## YOUR TASKS:
1: Rewrite the rotation explanation starting at "where the first" and ending at "towards the center.", changing "rotating reference frame" to "co-rotating frame".
2: Extend the explanation of rotation in two and three dimensions past its final sentence.

## TEXT PROVIDED:
--- --- ---

In 2 dimensions, we have formulas like $v=\omega r$, $F=v^2/r=\omega^2 r$. We're dealing with rotations in 2 dimensions without reflection, a group called $SO(2)$. A rotation matrix here would look like follows. $$R(t)=\begin{bmatrix} \cos(\omega t) & -\sin(\omega t) \\ \sin(\omega t) & \cos(\omega t) \end{bmatrix}$$

In 3 dimensions, we can ask what freedom the extra dimension gives us. In fact, rotation in 3 dimensions always leaves one axis fixed. For example, a rotation matrix would look like follows:

$$R(t)=\begin{bmatrix} \cos(\omega t) & -\sin(\omega t) & 0 \\ \sin(\omega t) & \cos(\omega t) & 0 \\ 0 & 0 & 1\end{bmatrix}$$

There is always some vector left fixed, for any rotation in 3 dimensions (or any odd number of dimensions). This means that in 3D, we can take our problem of rotation at constant angular velocity and reduce it to a 2D problem: we have a plane on which things rotate, and a vector perpendicular to that plane. Because we can always do this, we can get by using only 2D circular motion formulas. So there is no need for "spherical acceleration". That said, the fact that we're in 3D does afford us a special tool: the cross product. If we use vector notation and use primes to denote coordinates in a rotating coordinate system, we have: $${\boldsymbol {F}}=m{\bf a}'+2m{\boldsymbol {\omega }}\times {\boldsymbol {v'}}+m{\boldsymbol {\omega }}\times ({\boldsymbol {\omega }}\times {\boldsymbol {r'}})$$

where the first term involving omega is the coriolis force and the second term involving omega is the centrifugal force. For circular motion, in a rotating reference frame, ${\bf v}'=(0,0,0)$, ${\boldsymbol {\omega}}=(0,0,\omega)$, and ${\bf r}'=(r,0,0)$. If we say that the acceleration in the rotating reference frame is zero, we get ${\bf F}=(-m\omega^2 r,0,0)$, which is the circular force of $mv^2/r=m\omega^2 r$ towards the center.

--- --- ---

## DATA LINES:
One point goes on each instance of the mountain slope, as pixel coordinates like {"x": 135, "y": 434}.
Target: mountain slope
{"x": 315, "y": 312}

--- --- ---

## REPLIES:
1:
where the first term involving omega is the coriolis force and the second term involving omega is the centrifugal force. For circular motion, in a co-rotating frame, ${\bf v}'=(0,0,0)$, ${\boldsymbol {\omega}}=(0,0,\omega)$, and ${\bf r}'=(r,0,0)$. If we say that the acceleration in the co-rotating frame is zero, we get ${\bf F}=(-m\omega^2 r,0,0)$, which is the circular force of $mv^2/r=m\omega^2 r$ towards the center.

2:
In 4 dimensions, we can now construct rotation matrices like follows: $$R(t)=\begin{bmatrix} \cos(\omega_1 t) & -\sin(\omega_1 t) & 0 & 0 \\ \sin(\omega_1 t) & \cos(\omega_1 t) & 0 & 0 \\ 0 & 0 & \cos(\omega_2 t) & -\sin(\omega_2 t) \\ 0 & 0 & \sin(\omega_2 t) & \cos(\omega_2 t) \end{bmatrix}$$ so now in 4 dimensions your intuition that something might go wrong is correct. We have too much freedom and can no longer reduce the problem to 2-dimensional circular motion, and it is no longer true that there must be a fixed axis of rotation. We could write formulas like $\omega_1^2 r+\omega_2^2 r$, but it might not be clear what we're talking about or how this would be applied in an actual physics situation. So if we lived in 4 dimensions, our introductory physics courses might have a section on "uniform circular motion" and then a second section on "uniform hyperspherical motion". Since we live in 3 dimensions, we don't need to be concerned with uniform hyperspherical motion :)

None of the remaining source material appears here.